• Job:
Retype the data that follows line by line, exactly, and leave its pictures out.

• Dataset rows:
--------------------------------------------------

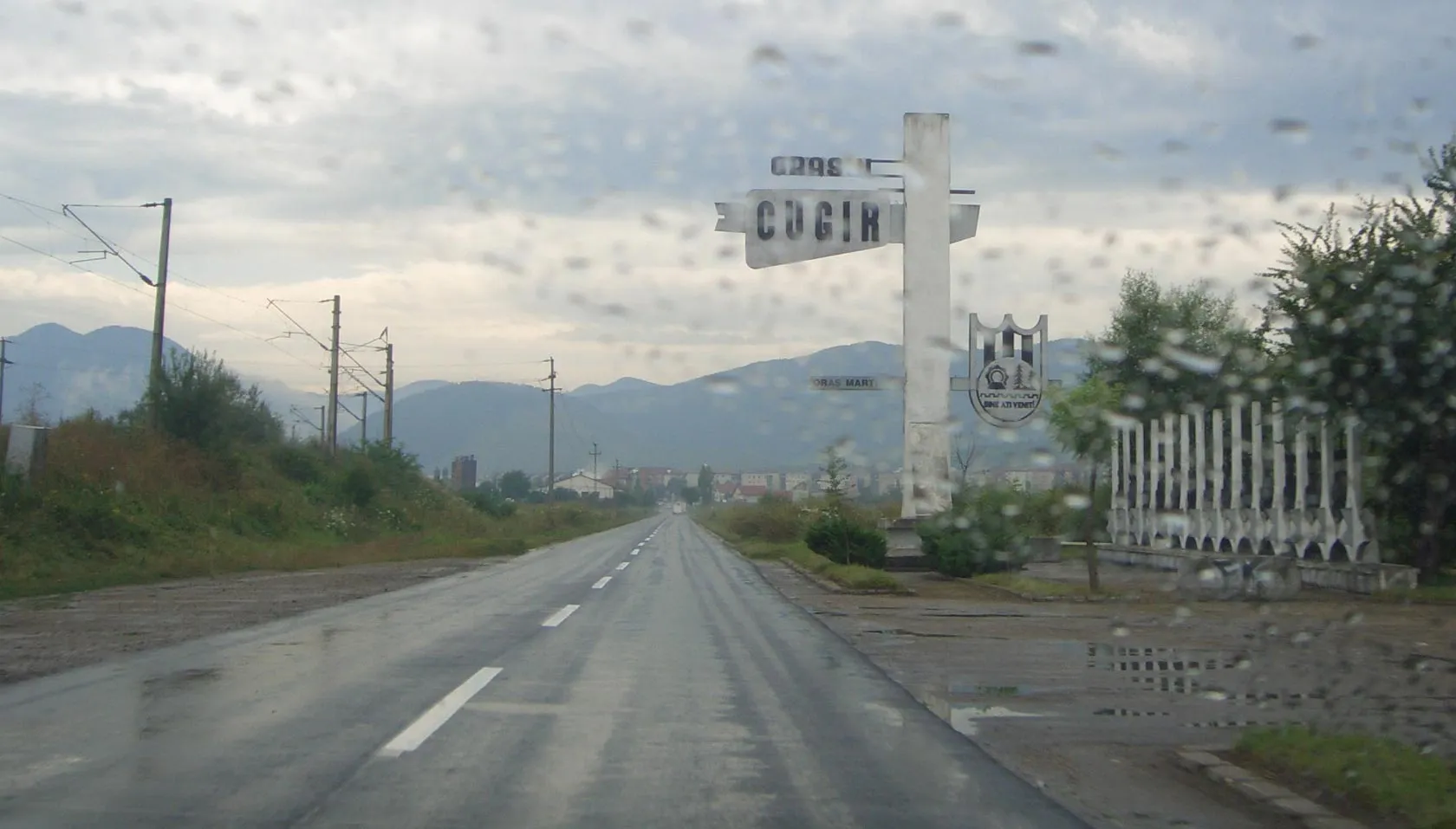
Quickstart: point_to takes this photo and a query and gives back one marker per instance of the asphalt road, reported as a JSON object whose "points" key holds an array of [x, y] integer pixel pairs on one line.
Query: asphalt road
{"points": [[644, 677]]}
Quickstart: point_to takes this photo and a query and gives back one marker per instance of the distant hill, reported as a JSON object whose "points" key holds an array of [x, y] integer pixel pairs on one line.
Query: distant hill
{"points": [[107, 370], [625, 385], [757, 417], [760, 417]]}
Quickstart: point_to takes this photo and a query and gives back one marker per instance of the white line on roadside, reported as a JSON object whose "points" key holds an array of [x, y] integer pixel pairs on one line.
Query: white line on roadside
{"points": [[559, 616], [430, 722]]}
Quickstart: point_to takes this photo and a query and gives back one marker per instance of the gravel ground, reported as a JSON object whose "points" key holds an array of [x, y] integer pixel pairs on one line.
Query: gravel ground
{"points": [[55, 633], [1091, 698]]}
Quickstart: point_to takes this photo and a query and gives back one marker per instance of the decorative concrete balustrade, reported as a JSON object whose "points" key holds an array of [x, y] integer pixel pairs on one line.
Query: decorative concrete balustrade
{"points": [[1245, 480]]}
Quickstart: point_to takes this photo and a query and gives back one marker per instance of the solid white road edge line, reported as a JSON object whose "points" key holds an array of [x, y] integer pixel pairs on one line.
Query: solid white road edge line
{"points": [[559, 616], [430, 722]]}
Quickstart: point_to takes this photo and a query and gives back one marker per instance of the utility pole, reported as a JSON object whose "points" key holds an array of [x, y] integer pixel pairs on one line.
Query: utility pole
{"points": [[331, 439], [389, 394], [550, 439], [162, 306], [3, 362], [364, 419]]}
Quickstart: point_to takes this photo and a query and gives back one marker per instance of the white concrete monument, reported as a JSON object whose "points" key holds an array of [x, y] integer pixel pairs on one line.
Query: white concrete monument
{"points": [[796, 226], [1010, 380]]}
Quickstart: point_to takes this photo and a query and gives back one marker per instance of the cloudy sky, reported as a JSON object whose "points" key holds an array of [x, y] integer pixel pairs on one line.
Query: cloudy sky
{"points": [[503, 181]]}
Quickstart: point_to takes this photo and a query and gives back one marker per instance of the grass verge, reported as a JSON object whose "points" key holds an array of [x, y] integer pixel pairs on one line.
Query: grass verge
{"points": [[216, 554], [848, 576], [1379, 774]]}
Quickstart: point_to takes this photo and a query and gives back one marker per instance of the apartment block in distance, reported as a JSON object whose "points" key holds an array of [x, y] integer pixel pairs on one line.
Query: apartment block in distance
{"points": [[462, 473]]}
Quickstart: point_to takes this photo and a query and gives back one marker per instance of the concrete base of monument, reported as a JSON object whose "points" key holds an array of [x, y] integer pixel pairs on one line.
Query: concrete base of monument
{"points": [[903, 544]]}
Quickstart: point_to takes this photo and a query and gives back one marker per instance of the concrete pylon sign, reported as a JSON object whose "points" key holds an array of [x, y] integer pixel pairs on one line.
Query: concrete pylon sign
{"points": [[1008, 366], [1008, 371], [916, 211]]}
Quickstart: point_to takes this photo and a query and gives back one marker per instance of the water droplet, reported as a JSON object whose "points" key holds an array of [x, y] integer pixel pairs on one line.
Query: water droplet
{"points": [[768, 54], [1292, 128], [948, 19], [1040, 49], [723, 385], [1192, 361]]}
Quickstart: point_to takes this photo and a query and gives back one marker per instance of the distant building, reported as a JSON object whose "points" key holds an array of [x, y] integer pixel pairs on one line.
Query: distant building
{"points": [[768, 480], [584, 484], [1030, 480], [462, 473]]}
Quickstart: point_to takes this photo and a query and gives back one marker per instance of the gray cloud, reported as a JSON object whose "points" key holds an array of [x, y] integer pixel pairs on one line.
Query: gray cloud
{"points": [[312, 145]]}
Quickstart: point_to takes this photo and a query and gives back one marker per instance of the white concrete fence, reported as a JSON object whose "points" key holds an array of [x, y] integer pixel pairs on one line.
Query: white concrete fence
{"points": [[1245, 480]]}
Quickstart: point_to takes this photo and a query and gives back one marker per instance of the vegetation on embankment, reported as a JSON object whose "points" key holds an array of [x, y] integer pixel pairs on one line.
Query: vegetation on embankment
{"points": [[1376, 774], [214, 488], [773, 529]]}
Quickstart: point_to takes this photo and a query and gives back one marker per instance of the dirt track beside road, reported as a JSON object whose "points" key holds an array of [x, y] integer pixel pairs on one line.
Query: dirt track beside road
{"points": [[55, 633], [1089, 700]]}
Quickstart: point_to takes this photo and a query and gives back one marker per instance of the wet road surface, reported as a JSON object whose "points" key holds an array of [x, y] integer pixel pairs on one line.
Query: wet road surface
{"points": [[642, 677]]}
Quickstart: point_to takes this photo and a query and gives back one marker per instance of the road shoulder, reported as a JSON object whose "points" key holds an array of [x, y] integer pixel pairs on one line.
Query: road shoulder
{"points": [[929, 644], [47, 634]]}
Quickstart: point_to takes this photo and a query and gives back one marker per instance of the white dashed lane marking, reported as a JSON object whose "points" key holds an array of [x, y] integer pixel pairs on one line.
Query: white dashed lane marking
{"points": [[430, 722], [559, 616]]}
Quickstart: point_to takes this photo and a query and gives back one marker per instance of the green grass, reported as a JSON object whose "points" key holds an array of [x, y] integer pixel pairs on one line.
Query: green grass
{"points": [[120, 507], [849, 576], [1028, 586], [1375, 773]]}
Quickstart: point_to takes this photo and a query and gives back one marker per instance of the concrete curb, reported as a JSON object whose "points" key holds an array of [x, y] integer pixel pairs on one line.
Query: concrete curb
{"points": [[1203, 761], [836, 588]]}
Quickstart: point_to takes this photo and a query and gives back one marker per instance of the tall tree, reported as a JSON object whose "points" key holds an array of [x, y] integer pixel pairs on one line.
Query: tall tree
{"points": [[1082, 422], [514, 484], [705, 483], [1362, 323], [1173, 348]]}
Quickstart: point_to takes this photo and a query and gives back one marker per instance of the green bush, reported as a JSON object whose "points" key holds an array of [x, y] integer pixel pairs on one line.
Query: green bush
{"points": [[982, 533], [359, 486], [770, 520], [200, 402], [297, 463], [845, 540], [491, 503]]}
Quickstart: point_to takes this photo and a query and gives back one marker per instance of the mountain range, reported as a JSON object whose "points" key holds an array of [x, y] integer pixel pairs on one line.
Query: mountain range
{"points": [[759, 417]]}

--------------------------------------------------

• Finished task:
Quickstart: point_to takes this photo and a query and gives back one marker per instance of the asphalt road, reported as a JSON object whose "points" key holds an array of [x, y] integer pixel pairs on one line.
Query: asphalt road
{"points": [[644, 677]]}
Quickstart: point_to takes this photo and a query and gives back one marker per instance of the distant hill, reported as a JSON object whose "points" key holds an array of [x, y] integer pixel pairs on one line.
Query: distant hill
{"points": [[107, 370], [625, 385], [757, 417], [760, 417]]}
Quickstart: point_to takes this photo and a query and gives back one marker per instance of the white line on roadside, reported as a JSON object whose "points" key holds an array of [x, y] integer pixel pairs on one line.
Query: white line on roadside
{"points": [[559, 616], [430, 722]]}
Quickstart: point_to takes this photo and a query and gives back one marker per instance of the gravel ground, reported as a JSON object whose "points" key holds an array of [x, y] integer pixel pairs on one line.
Query: gravel ground
{"points": [[55, 633], [1091, 698]]}
Quickstart: point_to takes this photo and a query and gives back one marker per instance of the decorative concrete balustrade, reported as a JSON object whose "points" key holds an array of [x, y] integer pixel pairs on one line.
Query: decorative concrete balustrade
{"points": [[1245, 480]]}
Quickstart: point_to takes this photo and a query and gives back one marker per instance of the solid white road edge line, reported as a JSON object whose "points" key holds an array of [x, y] integer pixel pairs on one line.
Query: solid white road edge line
{"points": [[559, 616], [430, 722]]}
Quickstart: point_to takes this photo and a query and gives back one marker per instance of the utility pole, reported as a JSON object whose "points" key holds an array of [x, y] integer pixel pairs on one line.
Query: utility pole
{"points": [[331, 439], [389, 394], [550, 439], [162, 306], [3, 362], [364, 419]]}
Quickstart: point_to takes this photo and a query and gives back one marker per instance of the white concrete monument, reported as a JSON object whose "points" key holds an array of [x, y] integer pixel pairs on one line.
Query: white concrete monument
{"points": [[796, 226], [1010, 380]]}
Quickstart: point_to takes this photo and a query and gives back one marker per instance of the cloudy sky, reported as a JSON object whose "points" key holds an array of [x, y] integer pixel pairs on one line.
Query: cloudy sky
{"points": [[503, 181]]}
Quickstart: point_to takes this photo and a query and gives back one marker per instance of the grass verge, reported as a JSON object whose "points" key holds an array of [x, y] integer pixel pairs on one line.
Query: grass verge
{"points": [[216, 554], [848, 576], [1379, 774]]}
Quickstart: point_to takes this photo and a query and gives back one marker per instance of the apartment block in distance, reported as a JSON object whose "points" key holds an array of [x, y] integer pixel pairs on one line.
Query: apartment block in distance
{"points": [[462, 473]]}
Quickstart: point_to takes this photo and a query and gives back one marker per instance of the concrete base of monument, reported as a JSON object whose "points" key holds an array of [x, y] integer pixel pairs on one line.
Query: concrete base of monument
{"points": [[903, 544]]}
Quickstart: point_to takes this photo and a query and gives back one marker per instance of the concrete pylon sign, reported as a JSON object whose "points" key holds an array of [x, y] integer pixel pairs on one line.
Query: concrete pylon sign
{"points": [[1008, 366], [1008, 371], [916, 211]]}
Quickstart: point_to takes this photo and a query and gives back one marker per instance of the water droplet, reported as a JSON object whose "points" key holds an array of [x, y] integer pixel pairs on one line.
Query: water droplet
{"points": [[768, 54], [1292, 128], [948, 19], [1040, 49], [723, 385], [1192, 361]]}
Quickstart: point_to takes this photo and a query and gives back one marker per instance of the distant building, reported as a JSON object whose "points" key holds an array of [x, y] integer pixel pairs on one line.
Query: distant building
{"points": [[768, 480], [584, 484], [1030, 480], [462, 473]]}
Quickstart: point_to takes this photo and a query and gives back one marker per instance of the gray cloud, reported as a JSON object whose "points" key holds an array of [x, y] integer pixel pairs on one line.
Query: gray cloud
{"points": [[312, 145]]}
Quickstart: point_to takes this photo and a query and gives back one marker per instance of the white concrete fence, reported as a JSON object whose "points" key holds an array of [x, y] integer pixel pairs on one line.
Query: white concrete fence
{"points": [[1245, 480]]}
Quickstart: point_to takes this photo and a query and gives back one marker per instance of the vegetation on embankment, reported as a JSON object whose "points" key holds an array of [x, y] integer pixel pairs on one line.
Query: vegetation on embankment
{"points": [[1376, 774], [214, 488], [773, 529]]}
Quickstart: point_to takes this photo and a query and gives back one marker per instance of the dirt track beside road, reported as a JSON object whose "points" key holds an array of [x, y] integer pixel pairs on one line.
Query: dirt track beside road
{"points": [[55, 633], [1089, 700]]}
Quickstart: point_to takes this photo and a query and gives back one marker per instance of the wet road surface, reported as a JSON object whose "points" key holds an array of [x, y] integer pixel pairs on one line.
Query: wet road surface
{"points": [[642, 677]]}
Quickstart: point_to takes this photo and a query and gives back one marker per instance of the road shoulder, reported as a JSON object whose "points" key holds an array of [x, y] integer pixel pairs on one line.
Query: road shoulder
{"points": [[929, 644], [47, 634]]}
Quickstart: point_to takes this photo and a query and gives back one marker per instance of the white dashed lane marking, reported as a JSON object whose "points" key holds an array of [x, y] integer pixel pairs on one line.
Query: white dashed lane marking
{"points": [[430, 722], [559, 616]]}
Quickstart: point_to takes this photo and a query and gives back one marker per instance of the green grass, reported as a JSON object whose "points" key holds an array of [x, y] integer pixel pairs on one line.
Query: green grass
{"points": [[120, 507], [849, 576], [1028, 586], [1375, 773]]}
Quickstart: point_to takes this photo and a query and gives back one marker per instance of the concrete curb, reported as a JSON object whose "points" key holds an array of [x, y] integer pixel pairs on one line.
Query: concrete curb
{"points": [[1203, 761], [836, 588]]}
Quickstart: point_to takes this photo and a query and gives back one marker per instance of the tall tree, reported as a JSON object whose "points" key holds an array of [x, y] integer pixel pairs on one line.
Query: tall tree
{"points": [[1082, 422], [514, 484], [705, 483], [1362, 323], [1173, 348]]}
Quickstart: point_to takes this photo and a query and gives back one marker per instance of the green bush, reported as a JSON object whose "points" key holds an array of [x, y] integer pixel pairs on one line.
Query: green bush
{"points": [[982, 533], [359, 486], [770, 520], [200, 402], [297, 463], [845, 540], [491, 503]]}
Quickstart: point_to takes this photo and a query and gives back one marker per instance of the mountain range, reported as a JSON object whose "points" key holds an array of [x, y] integer pixel pairs on one line.
Query: mountain range
{"points": [[759, 417]]}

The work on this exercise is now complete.